**The tasks**
[A] Write out the passage of the Cloudbeds referral program terms from "This Agreement supersedes" to "will remain unchanged.".
[B] Count the lines in the records that contain the string "beak" and reply with only that number.

**Selected text**

## begin

Cloudbeds Ambassador Referral Program
Terms and Conditions
Welcome to Cloudbeds’ Ambassador Referral Program (the “Program”). These Terms and Conditions (“Agreement”) set forth the terms and conditions under which Digital Arbitrage, Inc. dba Cloudbeds (“Cloudbeds”) offers the Program. By clicking “I Accept” on the sign-up page for this Program, you enter into this Agreement and warrant and represent that you are at least 18 years old and, if you are acting on behalf of an entity, that you are authorized to enter into this Agreement on behalf of that entity. When we use the word “you” or similar words in this Agreement, we mean both you and the entity on whose behalf you are acting.
This Agreement supersedes any prior agreement that you may have with Cloudbeds, including any agreement under Cloudbeds’ Ambassador Referral Program, by which you are paid compensation from Cloudbeds. With respect to any referrals you make after the Effective Date of this Agreement, the sole compensation you receive will be the compensation disclosed in the sign-up page or other documentation you receive in connection with this Agreement. Compensation and the terms and conditions applicable to prior referrals, as well as those related to any agreement under Cloudbeds refers customers to you, will remain unchanged.

## end

**Task material**

## begin

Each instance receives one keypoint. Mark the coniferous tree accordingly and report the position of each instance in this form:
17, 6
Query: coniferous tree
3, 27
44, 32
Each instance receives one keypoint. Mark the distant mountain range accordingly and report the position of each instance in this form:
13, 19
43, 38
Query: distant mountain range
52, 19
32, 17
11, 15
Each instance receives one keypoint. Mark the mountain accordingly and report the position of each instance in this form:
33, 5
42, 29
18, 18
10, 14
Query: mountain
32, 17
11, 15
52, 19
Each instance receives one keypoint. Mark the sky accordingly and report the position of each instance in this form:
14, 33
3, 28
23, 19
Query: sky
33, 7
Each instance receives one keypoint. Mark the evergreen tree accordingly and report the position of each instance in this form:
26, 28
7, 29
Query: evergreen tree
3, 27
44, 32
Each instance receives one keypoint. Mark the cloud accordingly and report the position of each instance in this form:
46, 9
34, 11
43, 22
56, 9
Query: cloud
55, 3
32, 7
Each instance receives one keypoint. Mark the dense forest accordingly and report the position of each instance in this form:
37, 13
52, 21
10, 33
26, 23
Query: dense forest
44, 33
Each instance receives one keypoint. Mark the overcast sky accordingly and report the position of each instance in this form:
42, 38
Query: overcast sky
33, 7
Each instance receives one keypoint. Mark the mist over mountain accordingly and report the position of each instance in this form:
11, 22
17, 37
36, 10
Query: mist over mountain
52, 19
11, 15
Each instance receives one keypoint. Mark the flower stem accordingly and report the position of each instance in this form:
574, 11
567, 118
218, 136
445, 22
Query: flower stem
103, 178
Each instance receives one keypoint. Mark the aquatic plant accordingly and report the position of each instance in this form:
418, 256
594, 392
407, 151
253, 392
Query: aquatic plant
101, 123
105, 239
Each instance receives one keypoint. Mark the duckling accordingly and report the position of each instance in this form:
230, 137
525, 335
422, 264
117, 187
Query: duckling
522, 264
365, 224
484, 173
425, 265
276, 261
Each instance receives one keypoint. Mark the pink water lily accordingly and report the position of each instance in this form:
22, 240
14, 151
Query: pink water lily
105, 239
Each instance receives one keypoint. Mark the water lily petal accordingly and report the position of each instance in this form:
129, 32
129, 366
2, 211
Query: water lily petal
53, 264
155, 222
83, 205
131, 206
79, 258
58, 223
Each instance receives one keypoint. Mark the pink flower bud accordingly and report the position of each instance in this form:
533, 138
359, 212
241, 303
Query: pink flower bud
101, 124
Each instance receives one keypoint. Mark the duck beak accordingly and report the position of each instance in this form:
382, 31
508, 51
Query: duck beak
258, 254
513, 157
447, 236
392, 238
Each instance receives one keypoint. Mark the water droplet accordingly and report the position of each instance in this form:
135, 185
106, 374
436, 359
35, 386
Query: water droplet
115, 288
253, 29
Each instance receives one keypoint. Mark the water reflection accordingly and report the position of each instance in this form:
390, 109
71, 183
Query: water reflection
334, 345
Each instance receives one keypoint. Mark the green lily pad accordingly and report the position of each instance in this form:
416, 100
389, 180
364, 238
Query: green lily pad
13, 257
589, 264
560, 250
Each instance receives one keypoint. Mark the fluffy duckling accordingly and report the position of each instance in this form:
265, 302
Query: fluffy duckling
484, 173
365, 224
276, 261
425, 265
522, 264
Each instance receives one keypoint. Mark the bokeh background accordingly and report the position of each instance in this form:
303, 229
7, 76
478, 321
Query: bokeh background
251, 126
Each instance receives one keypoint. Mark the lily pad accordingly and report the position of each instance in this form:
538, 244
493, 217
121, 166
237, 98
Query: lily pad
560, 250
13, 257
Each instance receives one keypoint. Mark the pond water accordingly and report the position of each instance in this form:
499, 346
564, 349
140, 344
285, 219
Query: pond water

## end

**Answers by task**
[A]
This Agreement supersedes any prior agreement that you may have with Cloudbeds, including any agreement under Cloudbeds’ Ambassador Referral Program, by which you are paid compensation from Cloudbeds. With respect to any referrals you make after the Effective Date of this Agreement, the sole compensation you receive will be the compensation disclosed in the sign-up page or other documentation you receive in connection with this Agreement. Compensation and the terms and conditions applicable to prior referrals, as well as those related to any agreement under Cloudbeds refers customers to you, will remain unchanged.

[B] 2